# Zu erledigende Aufgabe
Warum musste Strache laut dem Kommentar über seinen Rücktritt gehen?

# Textauszug zum Lesen
* * *

Rücktritt wegen erwiesener Dummheit

Strache musste nicht wegen seiner rechtsradikalen Positionen zurücktreten, die waren längst bekannt. Er musste gehen, weil er sich dabei hat filmen lassen, wie er sich plump einer ihm völlig unbekannten vermeintlichen Geldgeberin andiente. Es ist ein selbstverschuldeter Rücktritt wegen erwiesener Dummheit. Und wenn nur alle europäischen Rechtspopulisten so blöde wären wie die Spitzen ihrer österreichischen Gesinnungsbrüder, dann wäre sein Rücktritt tatsächlich Anlass zu großer Heiterkeit und Erleichterung.

Aber machen wir uns nichts vor: In Großbritannien führt der böse Brexit-Clown Nigel Farage die Umfragen an, in Frankreich liegt die Nationalistin Marine Le Pen vorne, in Italien die rechte Lega und in Polen die rechte PiS. Und nichts deutet auf einen Absturz der deutschen AfD hin, da kann man sich noch so sehr wünschen, Jörg Meuthen habe auf Ibiza persönlich mit am Tisch gesessen.

Von all diesen Leuten weiß jeder, wie sie denken: Nationalistisch, kleingeistig, gegen die Europäische Union und die Vielfalt unserer Gesellschaften. Deswegen werden sie gewählt. Erst wenn sich das ändert, kann Europa aufatmen.

* * *

# Auszug der Zeilen
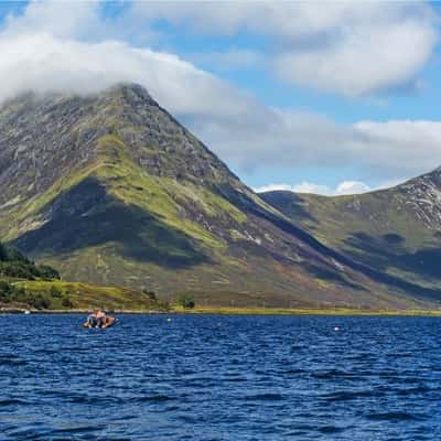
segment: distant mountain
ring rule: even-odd
[[[190,291],[203,304],[438,299],[318,241],[137,85],[7,103],[0,185],[0,238],[69,280]]]
[[[441,169],[372,193],[260,196],[323,244],[379,271],[441,290]]]

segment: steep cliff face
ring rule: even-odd
[[[441,289],[441,169],[361,195],[260,196],[347,256],[401,280]]]
[[[71,280],[236,305],[409,306],[437,294],[411,300],[316,241],[137,85],[7,103],[0,185],[1,238]]]

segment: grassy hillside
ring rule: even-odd
[[[37,310],[168,310],[152,292],[60,280],[58,271],[35,265],[0,243],[0,308]]]
[[[362,195],[326,197],[270,192],[262,197],[324,244],[380,271],[438,290],[438,173]]]
[[[139,86],[17,98],[0,109],[0,238],[67,280],[215,305],[417,308],[434,298],[318,241]]]

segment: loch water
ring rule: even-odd
[[[441,439],[441,319],[83,319],[0,315],[0,440]]]

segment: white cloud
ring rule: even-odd
[[[362,170],[359,179],[370,182],[411,176],[441,164],[439,121],[342,126],[322,116],[271,108],[176,55],[108,39],[80,41],[75,37],[82,33],[79,19],[66,24],[69,32],[43,32],[49,12],[31,7],[23,17],[10,18],[0,33],[0,100],[28,89],[89,93],[116,82],[136,82],[243,171],[348,166]],[[89,8],[76,17],[94,22],[96,7]]]
[[[383,186],[381,186],[383,187]],[[343,181],[335,187],[303,181],[299,184],[269,184],[255,189],[257,193],[288,191],[294,193],[321,194],[324,196],[341,196],[344,194],[361,194],[373,191],[367,184],[361,181]],[[377,190],[377,189],[375,189]]]
[[[130,17],[187,32],[272,37],[267,57],[280,77],[347,96],[418,87],[438,40],[424,2],[140,1]]]

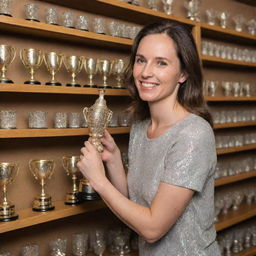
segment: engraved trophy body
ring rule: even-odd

* * *

# Antwort
Weil er sich dabei filmen ließ, wie er sich plump einer ihm völlig unbekannten vermeintlichen Geldgeberin andiente.